╭─ PASSAGE TO READ
[GLLUG] Postfix or Exim?

Matt Graham danceswithcrows at usa.net
Thu Jan 11 16:26:30 EST 2007


On Thursday 11 January 2007 14:22, after a long battle with technology, 
Ian Fitzpatrick wrote:
> wondering what people's thoughts are on Postfix vs. Exim.  I've used
> both, but only on testing or home systems.

> 1.  Stable and secure
> 2.  Plays nice with dovecot
> 3.  Ease of administration (initial configuration not withstanding)

I have exim+spamassassin running for a small business.  Postfix was 
easier to configure, but exim appears to be a lot more flexible in 
terms of the things you can do.  It should be possible to have exim 
deliver mail to ~/maildir/ instead of /var/mail/$USER with a simple 
directive that's published in the README that comes with exim.  I don't 
remember how you do that with Postfix.

> 5.  Marketability:  This is a bad reason to pick technology I know,
> but I am kind of curious which of these are most widely deployed

qmail may be more widely deployed than postfix or exim, actually.  Not 
sure though, just saying based on what the non-work mail provider I use 
uses and the mail/webhosting place that we were forced to use for a 
while uses.

> I read some comparison articles on the two MTAs, but
> it usually seems like it's a wash.  What might tip you in favor of
> one versus the other?

Sane error messages in the logfiles, reasonably easy/automated stats 
collection, minimal screwing around needed once it's set up, and a 
config file that doesn't look like an explosion in an EBCDIC factory.  
That's just me though.


Scott Harrison wrote in another message that showed up while I was 
already writing this one:
> http://yro.slashdot.org/article.pl?sid=06/12/01/1425221&tid=187 

I'd say that ain't enforceable, but I pity the poor people who might 
have to test that in court.  Damn stupid lawyers/judges.

> I would also wonder about the business economics in terms of 
> maintaining an e-mail server at 100% over the long-run given the 
> vagaries of spam, etc. 

IME, if you have a reasonably competent tech in house, you'd be *better 
off* having mail on a Linux/*BSD box in the server rack.

Dec 2005: old mailserver falls over due to hardware failures and old 
age.  I resurrect it with much cursing, kicking of things, and 
replacing a SCSI card, and spec out a reasonable, inexpensive box to 
replace it.

Jan 2006: new box gets here.  I spend 3 days installing/configging 
everything and running a bunch of tests to make sure everything will 
work right when the switchover occurs.  Switch happens, only 1 problem 
that's quickly fixed, users happy.
╰─
╭─ ITEMS
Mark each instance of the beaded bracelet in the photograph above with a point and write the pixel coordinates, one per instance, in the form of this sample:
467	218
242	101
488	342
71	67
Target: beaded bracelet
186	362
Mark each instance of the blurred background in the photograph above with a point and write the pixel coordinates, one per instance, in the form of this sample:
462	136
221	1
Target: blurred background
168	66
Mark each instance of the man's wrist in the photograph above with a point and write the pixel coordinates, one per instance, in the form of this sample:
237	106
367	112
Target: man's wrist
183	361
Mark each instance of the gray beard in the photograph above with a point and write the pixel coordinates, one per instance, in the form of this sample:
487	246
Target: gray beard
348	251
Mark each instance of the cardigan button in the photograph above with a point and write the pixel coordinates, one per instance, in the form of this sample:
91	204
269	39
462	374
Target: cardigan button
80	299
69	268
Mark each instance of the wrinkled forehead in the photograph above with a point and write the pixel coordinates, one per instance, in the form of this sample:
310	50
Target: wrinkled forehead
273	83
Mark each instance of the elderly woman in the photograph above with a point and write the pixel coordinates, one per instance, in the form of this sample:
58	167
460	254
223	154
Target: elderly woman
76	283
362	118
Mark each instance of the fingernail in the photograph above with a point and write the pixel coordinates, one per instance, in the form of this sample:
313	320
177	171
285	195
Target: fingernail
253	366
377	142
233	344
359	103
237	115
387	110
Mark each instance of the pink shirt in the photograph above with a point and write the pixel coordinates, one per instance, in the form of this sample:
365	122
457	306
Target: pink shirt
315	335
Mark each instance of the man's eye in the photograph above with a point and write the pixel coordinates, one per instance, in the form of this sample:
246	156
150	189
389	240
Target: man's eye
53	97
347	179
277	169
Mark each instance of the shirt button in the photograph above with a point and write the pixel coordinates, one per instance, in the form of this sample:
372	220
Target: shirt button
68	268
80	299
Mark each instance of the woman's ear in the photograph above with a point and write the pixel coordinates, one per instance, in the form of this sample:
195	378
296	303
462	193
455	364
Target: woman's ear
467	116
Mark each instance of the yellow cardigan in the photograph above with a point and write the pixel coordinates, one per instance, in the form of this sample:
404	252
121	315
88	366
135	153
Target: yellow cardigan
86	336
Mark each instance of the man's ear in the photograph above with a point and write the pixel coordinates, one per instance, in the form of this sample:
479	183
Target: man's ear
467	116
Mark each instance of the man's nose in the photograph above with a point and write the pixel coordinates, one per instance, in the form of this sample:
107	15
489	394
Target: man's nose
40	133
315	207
╰─
THE TASKS>
(1) Return every line of the rows that contains the string "nose", matching case exactly.
(2) Write the next part of the mailing-list post about Postfix and Exim, picking up right after its final sentence.
The mailing-list post and the data rows are independent of each other.

RESPONSES TO THE TASKS>
(1)
Mark each instance of the man's nose in the photograph above with a point and write the pixel coordinates, one per instance, in the form of this sample:
Target: man's nose

(2)
Then CEO decides that we are too small of a company to need an in-house 
mailserver, arranges hosting through some guys he knows, and transfers 
the MX record.  All of this is done without my knowledge.  Then 
people's usernames are wrong.  People's passwords are incorrect.  
Aliases aren't enabled.  People can't receive individual messages > 10M 
because of quotas.  (Yes, we have legit traffic larger than that; 
customers who can't use FTP/SCP mailing enormous TIFFs and PDFs and so 
forth.)  Sending large files from 1 person to another in the same 
office via mail takes forever, as mail must go from office->rack 
somewhere in Detroit->office, twice, with the slowest link in the chain 
being 2 T1s.

Dealing with this monumentally stupid decision cost me and the users a 
great deal of time.  As the CEO was "trying to save the tech staff's 
time", this is exactly what you'd expect from someone who doesn't 
understand technology and didn't ask the people who *did* understand it 
what was needed.  The fix was simple--register new domain name, point 
MX record at old mailserver, tweak mailserver's config a bit, tell 
everybody to use newdomain.com, and everything worked *fine*.

> But if your organization insists on having its own in-house solution, 
> maybe it makes sense to get a packaged solution as opposed to a 
> build-your-own? (http://www.open-mag.com/1823548701.shtml)

"apt-get install exim4-daemon-heavy" is packaged, shirley?  And it's 
less expensive, lots more expandable, and probably less likely to break 
than the $600 thing those guys are trying to sell.  People who don't 
know anything about tech are the audience for that thing.  The fact 
that Ian's asking the questions he's asking shows he's not in that 
category and will be ill-served by the products marketed to that 
category.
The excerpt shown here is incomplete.